### KETENTUAN TUGAS
1. Tulis ulang dengan lebih ringkas paragraf dalam teks tentang jubah sihir yang diawali kata "Saat ini, cerita mengenai", tanpa menghilangkan fakta-fakta utamanya.
2. Salin dengan persis bagian teks tentang jubah sihir di antara kata-kata "Rabu, 16 Juni" dan "yang tak terlihat.", termasuk kedua batas tersebut.

---------- TEKS YANG DITAMPILKAN ----------

Rabu, 16 Juni 2010

Jubah Sihir Bukan Lagi Impian

Bagi penggemar novel dan film Harry Potter tentu tak asing dengan jubah sihir (magic cloak) mampu membuat orang menjadi tak terlihat bila memakinya. Pada beberapa film lain juga mengisahkan tentang benda-benda yang tak terlihat, seperti mobil milik agen rahasia Inggris, James Bond. Ketertarikan pada ketakterlihatan (invisibility) memang sudah belangsung selama ribuan tahun. Pada buku karangan Plato “Republic” dikisahkan tentang cincin yang tak terlihat.

Saat ini, cerita mengenai benda-benda yang tak terlihat bukanlah cerita fiksi ilmiah semata. Ilmuwan di Amerika Serikat telah mampu membuat material yang dapat membuat sesuatu menjadi tak terlihat. Para ilmuwan tersebut berasal dari University of California in Berkeley dan Lawrence Berkeley National Laboratory. Penelitian yang mereka lakukan juga didukung oleh America's National Science Foundation dan pihak militer Amerika Serikat.

---------- BAHAN YANG DISEDIAKAN ----------

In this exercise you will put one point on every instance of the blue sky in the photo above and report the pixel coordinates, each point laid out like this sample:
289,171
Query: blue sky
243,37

----------

### JAWABAN TUGAS
1. Benda tak terlihat kini bukan sekadar fiksi ilmiah. Ilmuwan Amerika Serikat dari University of California in Berkeley dan Lawrence Berkeley National Laboratory telah membuat material yang dapat membuat sesuatu tak terlihat. Penelitian mereka didukung America's National Science Foundation dan militer Amerika Serikat.

2.
Rabu, 16 Juni 2010

Jubah Sihir Bukan Lagi Impian

Bagi penggemar novel dan film Harry Potter tentu tak asing dengan jubah sihir (magic cloak) mampu membuat orang menjadi tak terlihat bila memakinya. Pada beberapa film lain juga mengisahkan tentang benda-benda yang tak terlihat, seperti mobil milik agen rahasia Inggris, James Bond. Ketertarikan pada ketakterlihatan (invisibility) memang sudah belangsung selama ribuan tahun. Pada buku karangan Plato “Republic” dikisahkan tentang cincin yang tak terlihat.